**Direction 1**
Answer these questions from the gang scheduling page, one answer per line, marked like the questions:
(a) What happens if the cluster doesn't have enough resources for an entire gang?
(b) How many gangs, and how many replicas in each, does the code under "Getting started" create?
(c) With ray_actor_options={"num_cpus": 0.25} and gang_size=4, what does the gang placement group contain?
**Direction 2**
Using the gang scheduling page, explain in one to three sentences why num_replicas must be a multiple of gang_size.
**Direction 3**
From the gang scheduling page, repeat word for word the part that opens with the words containing "Gang scheduling is an" and closes with "to re-establish collectives.".

**Quoted text**
++++

Gang scheduling#

Note

Gang scheduling is an alpha feature. The API may change in future releases.

Gang scheduling enables you to co-schedule groups of deployment replicas atomically. A gang is a set of replicas that are reserved and started together using a single Ray placement group. If the cluster doesn’t have enough resources for the entire gang, none of the replicas in that gang are started.

This is useful for workloads where a partial set of replicas is useless, such as:

Data parallel attention deployment: In WideEP deployments, data parallel attention - expert parallelism ranks are required coordinate with each other to perform dispatch-combine collective communication. Any rank failure leads to dispatch-combine collective hangs, and the entire data parallel attention - expert parallelism group needs to go through failover mechanism to re-establish collectives.
Any workload requiring coordinated startup, where replicas need to discover each other’s identities and establish communication before serving traffic.

Getting started#

Configure gang scheduling by passing a GangSchedulingConfig to the @serve.deployment decorator:

from ray import serve
from ray.serve.config import GangSchedulingConfig


@serve.deployment(
    num_replicas=8,
    ray_actor_options={"num_cpus": 0.25},
    gang_scheduling_config=GangSchedulingConfig(gang_size=4),
)
class Gang:
    def __call__(self, request):
        return "Hello!"


app = Gang.bind()

This creates 2 gangs of 4 replicas each resulting in a total of 8 replicas. Partial gang isn’t allowed, and therefore num_replicas must be a multiple of gang_size.

How resources are reserved within a gang#

The ray_actor_options field defines the resource requirements for each replica actor (for example, CPU, GPU, memory). When gang scheduling is enabled without placement_group_bundles, Ray uses the resources from ray_actor_options as the bundle template for each replica’s slot in the gang placement group. For example, with ray_actor_options={"num_cpus": 0.25} and gang_size=4, the gang placement group contains 4 bundles of {"CPU": 0.25} each.

++++

**Data shown**
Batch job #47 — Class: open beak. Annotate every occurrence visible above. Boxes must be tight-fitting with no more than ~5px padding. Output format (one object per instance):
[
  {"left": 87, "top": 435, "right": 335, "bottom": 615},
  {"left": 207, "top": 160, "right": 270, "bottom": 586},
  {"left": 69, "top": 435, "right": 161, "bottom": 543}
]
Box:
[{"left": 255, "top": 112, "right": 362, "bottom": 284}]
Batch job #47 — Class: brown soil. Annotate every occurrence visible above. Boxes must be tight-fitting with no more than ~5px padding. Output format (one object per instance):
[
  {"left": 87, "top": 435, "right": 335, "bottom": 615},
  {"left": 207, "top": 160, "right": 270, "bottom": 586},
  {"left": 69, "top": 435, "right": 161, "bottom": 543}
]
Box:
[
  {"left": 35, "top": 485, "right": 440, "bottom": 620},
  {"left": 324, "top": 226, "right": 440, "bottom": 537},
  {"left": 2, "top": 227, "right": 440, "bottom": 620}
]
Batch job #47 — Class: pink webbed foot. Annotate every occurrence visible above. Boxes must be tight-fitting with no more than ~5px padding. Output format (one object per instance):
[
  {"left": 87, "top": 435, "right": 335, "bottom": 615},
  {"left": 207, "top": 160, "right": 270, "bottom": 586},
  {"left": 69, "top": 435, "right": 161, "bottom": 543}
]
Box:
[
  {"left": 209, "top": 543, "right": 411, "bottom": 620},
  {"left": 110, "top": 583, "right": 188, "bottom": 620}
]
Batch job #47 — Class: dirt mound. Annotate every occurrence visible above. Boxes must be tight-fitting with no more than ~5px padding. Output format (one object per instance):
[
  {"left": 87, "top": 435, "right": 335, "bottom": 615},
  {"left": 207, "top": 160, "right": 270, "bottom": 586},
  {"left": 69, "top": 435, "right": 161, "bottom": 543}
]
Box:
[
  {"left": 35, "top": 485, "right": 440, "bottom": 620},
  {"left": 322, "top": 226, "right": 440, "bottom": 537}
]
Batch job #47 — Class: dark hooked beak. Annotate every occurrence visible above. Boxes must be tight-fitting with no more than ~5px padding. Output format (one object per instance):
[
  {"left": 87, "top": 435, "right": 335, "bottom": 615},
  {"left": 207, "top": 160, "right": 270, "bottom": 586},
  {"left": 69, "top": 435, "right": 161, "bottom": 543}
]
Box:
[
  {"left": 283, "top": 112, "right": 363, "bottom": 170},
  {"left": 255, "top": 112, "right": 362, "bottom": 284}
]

++++

**Final result 1**
(a) None of the replicas in that gang are started.
(b) 2 gangs of 4 replicas each, for a total of 8 replicas.
(c) 4 bundles of {"CPU": 0.25} each.

**Final result 2**
A partial gang isn't allowed, so the replicas have to split into whole gangs of gang_size each. In the example, 8 replicas with a gang_size of 4 make 2 full gangs.

**Final result 3**
Gang scheduling is an alpha feature. The API may change in future releases.

Gang scheduling enables you to co-schedule groups of deployment replicas atomically. A gang is a set of replicas that are reserved and started together using a single Ray placement group. If the cluster doesn’t have enough resources for the entire gang, none of the replicas in that gang are started.

This is useful for workloads where a partial set of replicas is useless, such as:

Data parallel attention deployment: In WideEP deployments, data parallel attention - expert parallelism ranks are required coordinate with each other to perform dispatch-combine collective communication. Any rank failure leads to dispatch-combine collective hangs, and the entire data parallel attention - expert parallelism group needs to go through failover mechanism to re-establish collectives.